Return only these lines: the one that contains "TARGET: ceiling corner" and every line after it through the end of the listing, exactly, without pictures.

_Entries from a point annotation set_
—————
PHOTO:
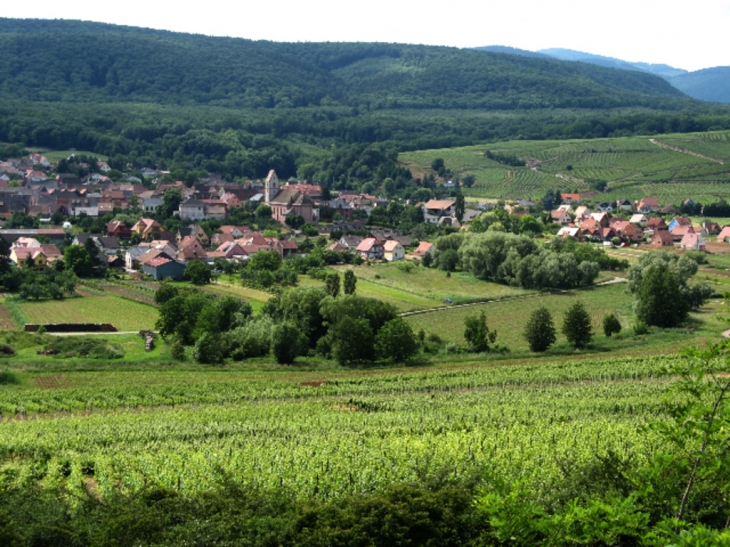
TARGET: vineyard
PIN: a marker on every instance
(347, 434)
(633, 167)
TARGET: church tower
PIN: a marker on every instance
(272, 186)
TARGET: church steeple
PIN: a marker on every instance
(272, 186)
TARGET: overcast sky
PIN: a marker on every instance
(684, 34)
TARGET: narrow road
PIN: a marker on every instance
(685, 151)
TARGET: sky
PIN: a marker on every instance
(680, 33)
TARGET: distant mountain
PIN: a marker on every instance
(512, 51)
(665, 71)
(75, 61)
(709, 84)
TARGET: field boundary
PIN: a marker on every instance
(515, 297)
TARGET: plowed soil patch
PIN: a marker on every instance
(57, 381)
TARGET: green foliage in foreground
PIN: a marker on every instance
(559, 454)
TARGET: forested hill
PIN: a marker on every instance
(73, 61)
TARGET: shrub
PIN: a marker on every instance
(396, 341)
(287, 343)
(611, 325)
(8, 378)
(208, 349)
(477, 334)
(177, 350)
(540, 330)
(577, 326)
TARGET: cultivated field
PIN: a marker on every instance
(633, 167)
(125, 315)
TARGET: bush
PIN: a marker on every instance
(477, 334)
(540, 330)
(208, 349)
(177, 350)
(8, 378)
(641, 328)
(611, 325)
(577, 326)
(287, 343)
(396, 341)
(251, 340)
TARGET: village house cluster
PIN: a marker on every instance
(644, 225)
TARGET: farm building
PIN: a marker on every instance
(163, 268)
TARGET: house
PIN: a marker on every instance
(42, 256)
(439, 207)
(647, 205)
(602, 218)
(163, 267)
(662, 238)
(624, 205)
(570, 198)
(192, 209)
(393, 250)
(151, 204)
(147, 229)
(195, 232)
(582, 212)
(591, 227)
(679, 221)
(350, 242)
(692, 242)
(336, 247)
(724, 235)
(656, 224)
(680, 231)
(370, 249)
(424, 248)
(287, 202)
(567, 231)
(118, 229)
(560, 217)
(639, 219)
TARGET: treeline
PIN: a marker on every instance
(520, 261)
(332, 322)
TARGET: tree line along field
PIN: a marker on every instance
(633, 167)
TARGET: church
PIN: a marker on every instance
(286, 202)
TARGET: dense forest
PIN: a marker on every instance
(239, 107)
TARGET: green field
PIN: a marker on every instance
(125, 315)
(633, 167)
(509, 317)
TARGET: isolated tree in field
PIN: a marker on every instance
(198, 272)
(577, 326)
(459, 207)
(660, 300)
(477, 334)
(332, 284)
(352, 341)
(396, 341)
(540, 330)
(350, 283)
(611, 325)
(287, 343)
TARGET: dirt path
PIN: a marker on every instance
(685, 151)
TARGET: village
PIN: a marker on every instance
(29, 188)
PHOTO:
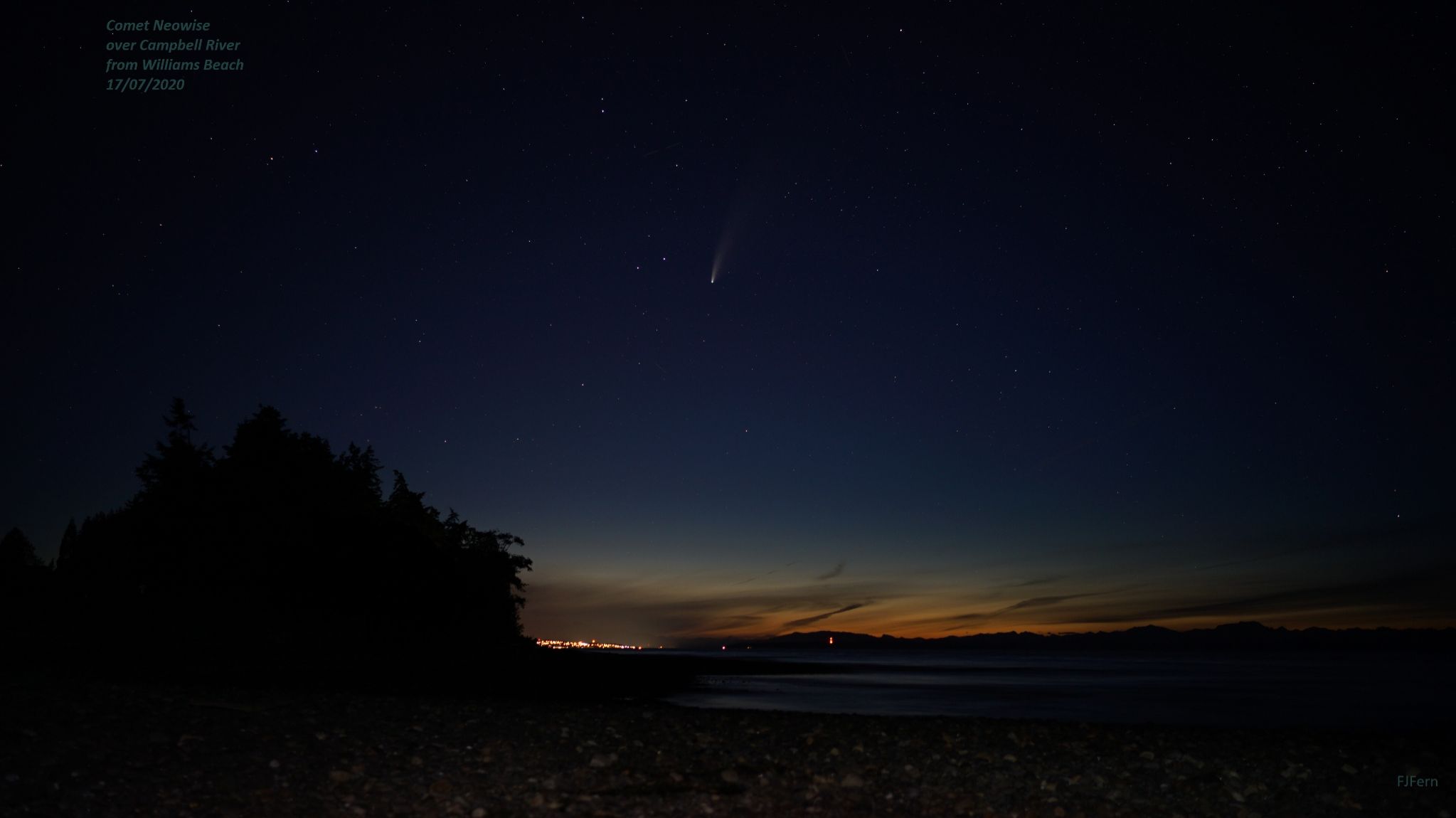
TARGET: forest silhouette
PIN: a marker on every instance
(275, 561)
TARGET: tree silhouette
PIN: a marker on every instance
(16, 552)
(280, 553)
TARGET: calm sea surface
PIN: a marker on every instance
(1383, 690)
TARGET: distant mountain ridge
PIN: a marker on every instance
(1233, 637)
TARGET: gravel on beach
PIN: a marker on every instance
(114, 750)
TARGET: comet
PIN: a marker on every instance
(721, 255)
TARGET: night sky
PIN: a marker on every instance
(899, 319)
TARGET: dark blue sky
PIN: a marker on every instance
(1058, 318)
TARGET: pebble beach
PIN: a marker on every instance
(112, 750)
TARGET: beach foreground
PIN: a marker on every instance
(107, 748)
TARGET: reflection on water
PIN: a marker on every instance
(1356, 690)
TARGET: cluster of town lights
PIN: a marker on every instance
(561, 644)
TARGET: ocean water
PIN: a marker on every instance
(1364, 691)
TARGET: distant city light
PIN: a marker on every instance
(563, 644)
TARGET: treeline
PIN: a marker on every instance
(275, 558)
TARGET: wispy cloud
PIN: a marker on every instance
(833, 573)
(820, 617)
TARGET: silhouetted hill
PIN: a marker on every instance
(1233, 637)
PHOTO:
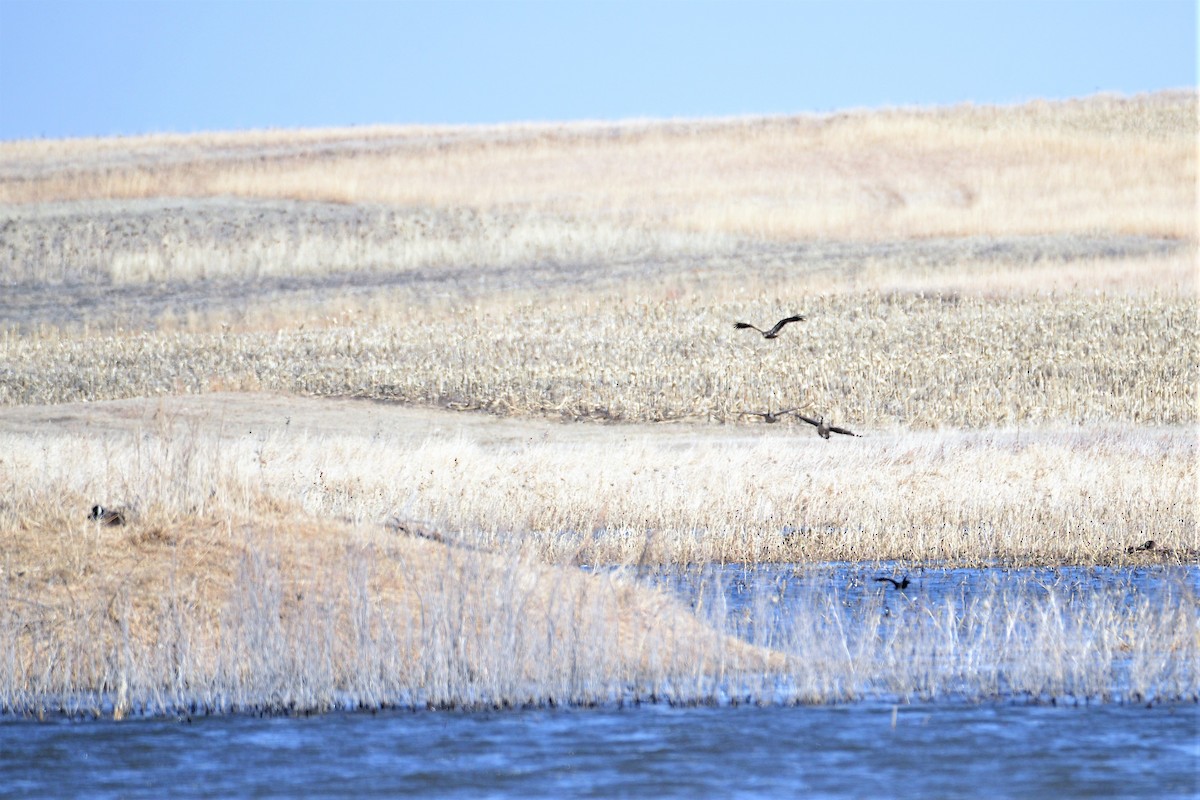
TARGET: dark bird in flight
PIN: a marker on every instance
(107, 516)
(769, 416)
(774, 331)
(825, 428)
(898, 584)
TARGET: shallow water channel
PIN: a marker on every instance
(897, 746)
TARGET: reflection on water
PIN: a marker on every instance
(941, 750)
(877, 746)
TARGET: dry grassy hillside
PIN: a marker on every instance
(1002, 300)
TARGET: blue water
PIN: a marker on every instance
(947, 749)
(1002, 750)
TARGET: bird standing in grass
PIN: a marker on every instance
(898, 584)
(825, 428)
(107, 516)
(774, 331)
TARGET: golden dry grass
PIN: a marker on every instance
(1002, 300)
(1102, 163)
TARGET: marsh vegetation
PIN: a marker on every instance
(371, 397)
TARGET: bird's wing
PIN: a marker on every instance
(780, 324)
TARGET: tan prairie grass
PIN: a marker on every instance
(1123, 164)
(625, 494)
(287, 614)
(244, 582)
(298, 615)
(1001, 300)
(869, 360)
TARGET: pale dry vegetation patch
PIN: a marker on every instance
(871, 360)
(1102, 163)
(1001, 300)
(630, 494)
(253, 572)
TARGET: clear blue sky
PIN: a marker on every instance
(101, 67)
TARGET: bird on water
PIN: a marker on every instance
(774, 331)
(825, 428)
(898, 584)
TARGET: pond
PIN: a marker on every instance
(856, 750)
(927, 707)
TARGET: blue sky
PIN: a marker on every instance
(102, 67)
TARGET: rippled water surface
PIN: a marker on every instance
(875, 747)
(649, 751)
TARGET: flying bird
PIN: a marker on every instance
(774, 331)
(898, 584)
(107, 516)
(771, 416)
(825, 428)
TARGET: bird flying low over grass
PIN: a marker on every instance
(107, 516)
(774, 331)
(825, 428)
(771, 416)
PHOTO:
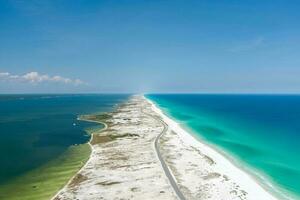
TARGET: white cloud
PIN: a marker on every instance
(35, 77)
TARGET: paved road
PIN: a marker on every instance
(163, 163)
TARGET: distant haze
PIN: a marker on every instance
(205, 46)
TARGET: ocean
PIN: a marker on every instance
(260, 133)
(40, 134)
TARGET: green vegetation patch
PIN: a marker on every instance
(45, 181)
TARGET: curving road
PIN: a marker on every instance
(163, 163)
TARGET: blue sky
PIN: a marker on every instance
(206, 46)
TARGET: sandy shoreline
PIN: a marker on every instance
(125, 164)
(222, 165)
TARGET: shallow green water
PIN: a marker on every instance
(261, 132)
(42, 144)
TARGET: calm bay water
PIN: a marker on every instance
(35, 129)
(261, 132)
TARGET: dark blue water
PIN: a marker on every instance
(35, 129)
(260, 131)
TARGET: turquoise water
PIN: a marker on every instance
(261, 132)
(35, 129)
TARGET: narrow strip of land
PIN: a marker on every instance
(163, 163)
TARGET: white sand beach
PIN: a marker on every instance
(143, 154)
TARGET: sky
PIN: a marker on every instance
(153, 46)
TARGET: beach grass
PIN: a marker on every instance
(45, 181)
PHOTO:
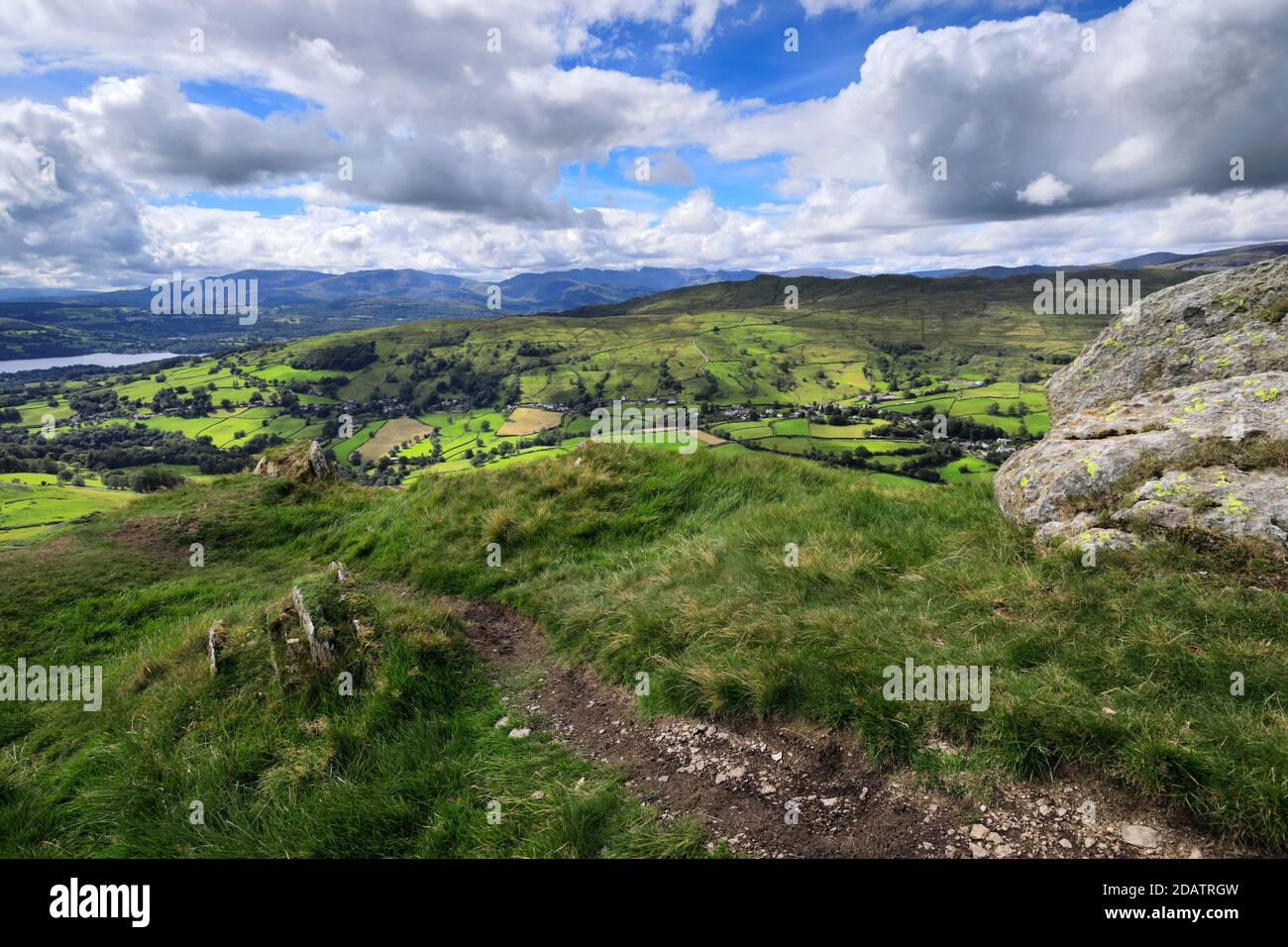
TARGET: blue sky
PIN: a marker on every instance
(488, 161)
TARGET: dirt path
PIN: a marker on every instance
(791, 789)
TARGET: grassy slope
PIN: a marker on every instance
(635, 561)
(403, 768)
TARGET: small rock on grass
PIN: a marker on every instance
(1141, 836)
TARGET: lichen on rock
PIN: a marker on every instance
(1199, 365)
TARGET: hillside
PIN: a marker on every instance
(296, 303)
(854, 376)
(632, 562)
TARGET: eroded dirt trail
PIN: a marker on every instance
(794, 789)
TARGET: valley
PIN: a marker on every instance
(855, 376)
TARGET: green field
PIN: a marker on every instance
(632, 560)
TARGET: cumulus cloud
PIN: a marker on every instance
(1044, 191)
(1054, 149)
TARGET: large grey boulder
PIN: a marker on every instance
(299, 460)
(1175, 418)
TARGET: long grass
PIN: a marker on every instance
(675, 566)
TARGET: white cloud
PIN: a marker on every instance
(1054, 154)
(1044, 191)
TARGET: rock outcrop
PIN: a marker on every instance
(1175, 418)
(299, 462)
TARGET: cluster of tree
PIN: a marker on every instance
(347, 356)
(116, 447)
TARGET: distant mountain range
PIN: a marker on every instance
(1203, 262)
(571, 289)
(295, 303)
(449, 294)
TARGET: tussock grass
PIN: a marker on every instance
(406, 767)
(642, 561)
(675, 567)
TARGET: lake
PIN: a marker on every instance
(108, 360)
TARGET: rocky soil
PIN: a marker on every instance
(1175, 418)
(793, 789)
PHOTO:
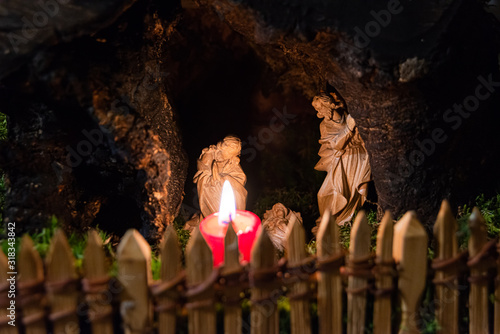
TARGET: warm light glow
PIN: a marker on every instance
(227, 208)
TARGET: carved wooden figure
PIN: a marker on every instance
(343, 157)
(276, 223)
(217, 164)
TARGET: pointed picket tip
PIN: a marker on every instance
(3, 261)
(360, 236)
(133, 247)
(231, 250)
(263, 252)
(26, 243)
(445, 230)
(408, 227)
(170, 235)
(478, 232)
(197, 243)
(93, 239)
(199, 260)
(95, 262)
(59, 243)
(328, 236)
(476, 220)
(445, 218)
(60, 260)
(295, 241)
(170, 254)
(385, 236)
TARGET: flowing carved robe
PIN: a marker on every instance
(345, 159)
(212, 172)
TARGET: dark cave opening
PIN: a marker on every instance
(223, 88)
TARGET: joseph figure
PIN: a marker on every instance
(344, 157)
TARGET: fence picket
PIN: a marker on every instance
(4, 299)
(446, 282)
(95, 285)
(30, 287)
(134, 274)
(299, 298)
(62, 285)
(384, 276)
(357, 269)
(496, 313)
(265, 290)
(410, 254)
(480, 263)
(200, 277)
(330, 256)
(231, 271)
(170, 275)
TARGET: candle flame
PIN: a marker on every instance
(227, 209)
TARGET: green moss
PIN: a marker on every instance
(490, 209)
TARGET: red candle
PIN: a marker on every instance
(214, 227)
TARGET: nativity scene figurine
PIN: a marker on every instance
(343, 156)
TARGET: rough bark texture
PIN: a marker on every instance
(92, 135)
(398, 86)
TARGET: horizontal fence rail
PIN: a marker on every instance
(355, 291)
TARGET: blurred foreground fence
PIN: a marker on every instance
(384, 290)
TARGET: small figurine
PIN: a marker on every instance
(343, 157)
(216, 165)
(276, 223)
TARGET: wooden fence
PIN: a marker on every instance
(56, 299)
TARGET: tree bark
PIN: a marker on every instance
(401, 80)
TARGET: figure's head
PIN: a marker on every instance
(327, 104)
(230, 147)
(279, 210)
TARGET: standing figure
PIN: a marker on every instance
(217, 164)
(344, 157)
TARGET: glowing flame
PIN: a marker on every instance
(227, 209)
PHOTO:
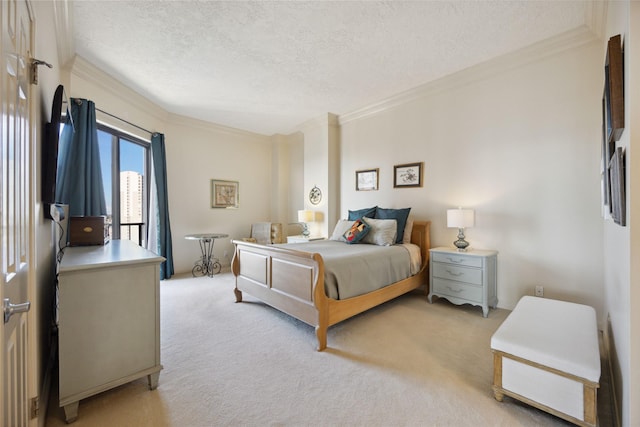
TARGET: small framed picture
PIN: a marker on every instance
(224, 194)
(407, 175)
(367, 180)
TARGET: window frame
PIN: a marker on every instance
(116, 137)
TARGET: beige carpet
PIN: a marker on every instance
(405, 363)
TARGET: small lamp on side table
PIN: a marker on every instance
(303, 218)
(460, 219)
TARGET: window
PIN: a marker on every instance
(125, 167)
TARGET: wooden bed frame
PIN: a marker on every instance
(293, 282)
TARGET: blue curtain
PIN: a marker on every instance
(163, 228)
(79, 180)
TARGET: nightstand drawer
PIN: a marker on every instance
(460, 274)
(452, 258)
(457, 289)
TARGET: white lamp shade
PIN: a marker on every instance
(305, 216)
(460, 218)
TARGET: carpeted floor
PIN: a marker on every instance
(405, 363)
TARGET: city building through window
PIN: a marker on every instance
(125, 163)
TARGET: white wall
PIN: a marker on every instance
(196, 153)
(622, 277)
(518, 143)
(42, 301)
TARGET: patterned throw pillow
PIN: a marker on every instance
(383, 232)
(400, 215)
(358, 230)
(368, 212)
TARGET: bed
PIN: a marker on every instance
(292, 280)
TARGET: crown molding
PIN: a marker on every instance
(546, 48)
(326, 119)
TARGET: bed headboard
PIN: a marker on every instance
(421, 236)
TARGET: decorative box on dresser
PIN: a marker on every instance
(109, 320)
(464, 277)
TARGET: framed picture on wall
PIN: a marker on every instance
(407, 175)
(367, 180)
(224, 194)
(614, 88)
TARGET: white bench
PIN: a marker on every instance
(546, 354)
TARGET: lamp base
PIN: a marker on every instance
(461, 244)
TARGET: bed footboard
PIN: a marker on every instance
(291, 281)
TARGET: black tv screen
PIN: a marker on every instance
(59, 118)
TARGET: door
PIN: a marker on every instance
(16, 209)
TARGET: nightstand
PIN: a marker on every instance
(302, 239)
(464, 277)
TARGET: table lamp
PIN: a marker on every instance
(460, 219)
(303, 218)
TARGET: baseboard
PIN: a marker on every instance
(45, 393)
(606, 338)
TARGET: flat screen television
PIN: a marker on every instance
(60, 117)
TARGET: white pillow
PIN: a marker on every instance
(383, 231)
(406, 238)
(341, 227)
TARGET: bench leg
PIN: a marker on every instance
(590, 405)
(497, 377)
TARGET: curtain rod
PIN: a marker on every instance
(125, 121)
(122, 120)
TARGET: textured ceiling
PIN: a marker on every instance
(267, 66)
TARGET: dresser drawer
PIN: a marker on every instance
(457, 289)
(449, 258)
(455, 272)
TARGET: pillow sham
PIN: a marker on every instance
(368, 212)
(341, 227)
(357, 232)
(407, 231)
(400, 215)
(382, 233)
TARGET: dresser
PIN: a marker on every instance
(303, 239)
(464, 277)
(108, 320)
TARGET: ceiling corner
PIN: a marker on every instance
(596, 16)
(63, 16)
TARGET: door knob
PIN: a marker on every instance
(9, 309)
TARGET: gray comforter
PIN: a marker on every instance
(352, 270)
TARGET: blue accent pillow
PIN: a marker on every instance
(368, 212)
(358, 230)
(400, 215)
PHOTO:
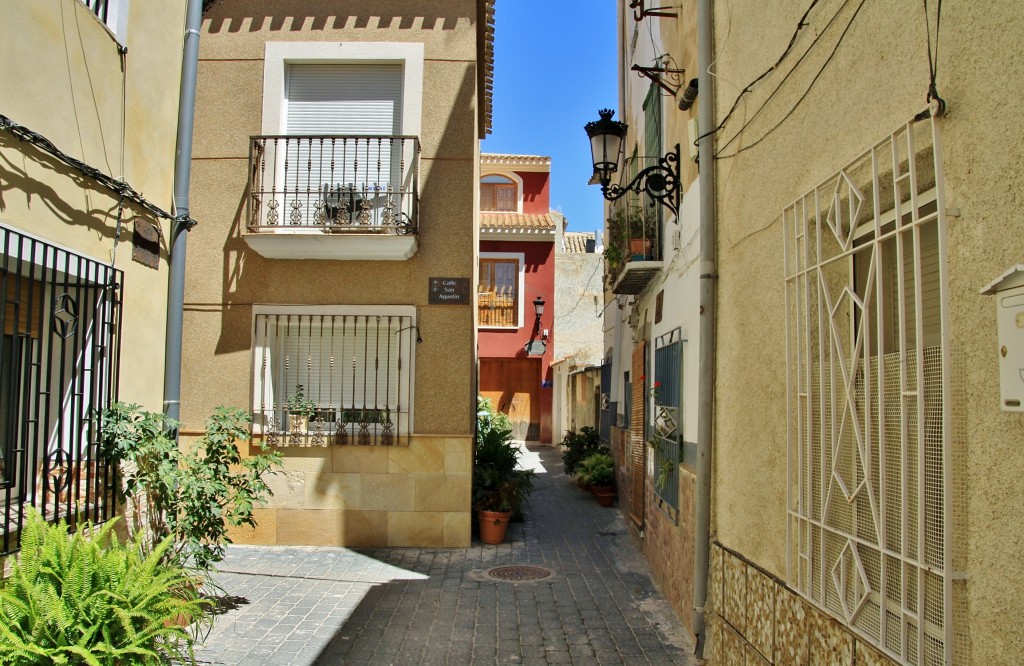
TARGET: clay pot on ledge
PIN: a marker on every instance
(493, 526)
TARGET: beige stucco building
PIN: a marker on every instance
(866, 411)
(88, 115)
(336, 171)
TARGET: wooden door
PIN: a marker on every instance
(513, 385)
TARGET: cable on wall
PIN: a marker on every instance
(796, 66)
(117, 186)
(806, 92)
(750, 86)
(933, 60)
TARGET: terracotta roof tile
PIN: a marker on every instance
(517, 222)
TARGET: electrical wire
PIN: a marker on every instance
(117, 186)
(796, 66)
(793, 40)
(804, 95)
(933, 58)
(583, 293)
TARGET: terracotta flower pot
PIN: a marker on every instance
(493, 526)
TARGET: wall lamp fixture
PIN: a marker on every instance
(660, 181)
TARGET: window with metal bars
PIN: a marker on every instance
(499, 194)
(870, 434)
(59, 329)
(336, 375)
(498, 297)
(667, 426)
—————
_Result of the task_
TARGET: ceiling corner
PIN: a marker on every instance
(596, 16)
(63, 16)
TARGET: door knob
PIN: a marker on every instance
(9, 309)
TARGET: gray comforter
PIN: a marker on every instance
(352, 270)
TARGET: blue accent pillow
PIN: a marker on every instance
(368, 212)
(358, 230)
(400, 215)
PHOTO:
TARGET: clay pot on ledge
PIN: a marker on every instance
(493, 526)
TARGET: beige stucco building
PIN: a marker on every instance
(866, 411)
(88, 115)
(336, 171)
TARGET: wooden door
PIN: a marker on every instance
(513, 385)
TARGET: cable on wall
PIN: a marker on every instance
(796, 66)
(117, 186)
(806, 92)
(750, 86)
(933, 60)
TARGET: terracotta roof tile
PIN: a marker on every instance
(517, 222)
TARGET: electrical wire
PIN: a marker on every instance
(117, 186)
(796, 66)
(793, 40)
(804, 95)
(933, 58)
(583, 293)
TARGET: terracotta flower pot
PIN: a marker on every instance
(493, 526)
TARGET: wall lamp fixture
PIN: a marker on every instance
(660, 181)
TARGET: window with metal bars
PIN: a marker on every instance
(499, 194)
(870, 434)
(59, 329)
(336, 375)
(498, 297)
(667, 426)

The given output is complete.